• **Job**:
Output the entries below as a two-column CSV with the header row entry_text,answer_boxes, one row per entry, starting at the line containing "Can you spot any pink" and ending at the last entry. Put each entry's text and its answer in one quoted field each, with line breaks turned into spaces.

• **Data shown**:
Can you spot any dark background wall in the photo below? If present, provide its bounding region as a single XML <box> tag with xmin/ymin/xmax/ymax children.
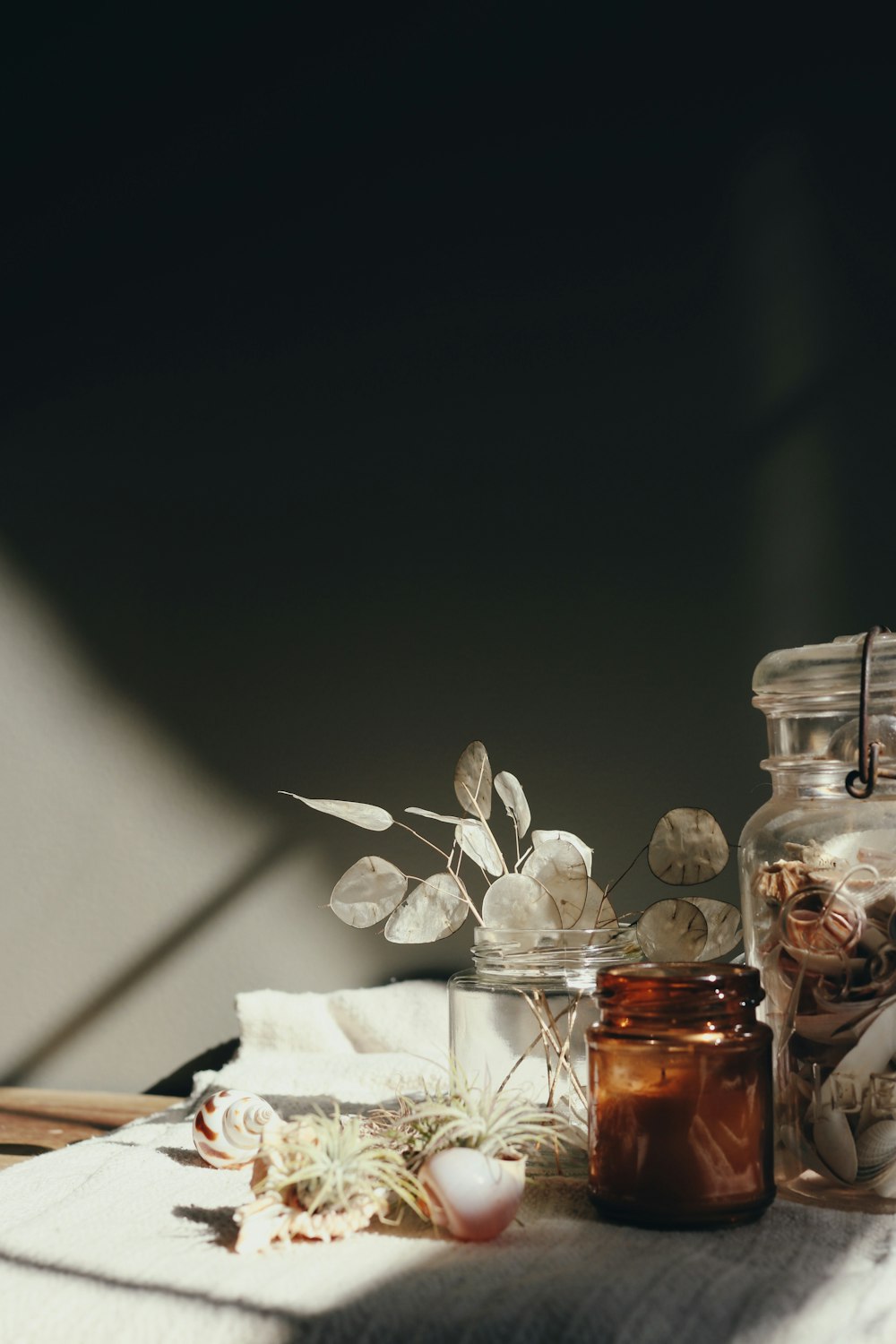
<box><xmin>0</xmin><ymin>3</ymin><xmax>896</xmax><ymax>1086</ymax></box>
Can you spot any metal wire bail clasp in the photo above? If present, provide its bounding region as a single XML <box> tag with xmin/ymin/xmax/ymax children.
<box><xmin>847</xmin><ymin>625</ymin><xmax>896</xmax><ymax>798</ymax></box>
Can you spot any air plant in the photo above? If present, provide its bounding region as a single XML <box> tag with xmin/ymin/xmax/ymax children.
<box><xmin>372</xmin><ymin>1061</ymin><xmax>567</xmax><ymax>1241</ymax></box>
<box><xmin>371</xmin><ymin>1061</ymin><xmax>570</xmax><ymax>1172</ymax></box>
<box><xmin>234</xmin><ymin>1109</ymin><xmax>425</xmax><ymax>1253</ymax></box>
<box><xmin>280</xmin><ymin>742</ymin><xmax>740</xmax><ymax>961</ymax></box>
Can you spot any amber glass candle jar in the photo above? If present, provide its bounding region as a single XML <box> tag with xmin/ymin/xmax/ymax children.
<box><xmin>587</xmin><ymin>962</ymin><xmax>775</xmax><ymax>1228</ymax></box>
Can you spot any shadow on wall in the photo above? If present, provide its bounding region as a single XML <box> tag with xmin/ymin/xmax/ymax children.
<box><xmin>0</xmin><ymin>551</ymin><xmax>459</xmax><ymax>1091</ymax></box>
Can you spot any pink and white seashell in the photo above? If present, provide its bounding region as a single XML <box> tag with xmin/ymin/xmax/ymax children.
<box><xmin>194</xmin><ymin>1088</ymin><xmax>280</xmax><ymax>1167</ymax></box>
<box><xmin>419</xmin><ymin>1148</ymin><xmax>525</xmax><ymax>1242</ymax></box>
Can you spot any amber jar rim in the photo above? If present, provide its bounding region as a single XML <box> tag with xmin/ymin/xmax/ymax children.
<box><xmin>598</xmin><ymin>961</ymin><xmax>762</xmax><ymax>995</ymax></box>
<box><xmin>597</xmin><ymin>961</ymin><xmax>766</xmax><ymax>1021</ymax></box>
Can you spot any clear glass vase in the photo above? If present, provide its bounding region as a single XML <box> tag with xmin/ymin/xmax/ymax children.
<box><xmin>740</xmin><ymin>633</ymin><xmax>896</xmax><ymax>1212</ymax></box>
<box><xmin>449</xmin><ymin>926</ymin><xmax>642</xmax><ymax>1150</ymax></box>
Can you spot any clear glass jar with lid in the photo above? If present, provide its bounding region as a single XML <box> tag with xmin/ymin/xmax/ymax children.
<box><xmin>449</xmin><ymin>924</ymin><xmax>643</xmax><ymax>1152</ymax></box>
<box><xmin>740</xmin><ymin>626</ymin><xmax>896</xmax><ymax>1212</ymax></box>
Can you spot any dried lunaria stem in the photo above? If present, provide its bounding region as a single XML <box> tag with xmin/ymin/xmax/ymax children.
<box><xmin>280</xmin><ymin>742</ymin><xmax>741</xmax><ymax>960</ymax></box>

• **Correct result**:
entry_text,answer_boxes
"Can you spot any pink and white seashell in the photo above? If present, provide its bounding region as a single XML <box> tag with xmin/ymin/xmax/ymax children.","<box><xmin>194</xmin><ymin>1088</ymin><xmax>280</xmax><ymax>1167</ymax></box> <box><xmin>419</xmin><ymin>1148</ymin><xmax>525</xmax><ymax>1242</ymax></box>"
"Can you spot any amber jar rim in the photo above? If present, provide its bounding region as a single XML <box> tag with xmin/ymin/xmax/ymax children.","<box><xmin>598</xmin><ymin>961</ymin><xmax>762</xmax><ymax>995</ymax></box> <box><xmin>597</xmin><ymin>961</ymin><xmax>766</xmax><ymax>1021</ymax></box>"
"Can you spot any clear glass vase in the photo above? If present, provide its bounding region as a single XML <box> tag with xmin/ymin/xmax/ymax children.","<box><xmin>740</xmin><ymin>633</ymin><xmax>896</xmax><ymax>1212</ymax></box> <box><xmin>449</xmin><ymin>926</ymin><xmax>642</xmax><ymax>1150</ymax></box>"
"Can you spot any clear glass jar with lid in the photo above? If present, provide its bounding region as a single XML <box> tag with xmin/ymin/xmax/ymax children.","<box><xmin>449</xmin><ymin>924</ymin><xmax>643</xmax><ymax>1152</ymax></box> <box><xmin>740</xmin><ymin>626</ymin><xmax>896</xmax><ymax>1212</ymax></box>"
"Can you spot any dried lunaria stem in the photo above? If present, provide its bounding region as a single XML <box> tag with xmin/ymin/xmax/ymax children.","<box><xmin>280</xmin><ymin>742</ymin><xmax>741</xmax><ymax>960</ymax></box>"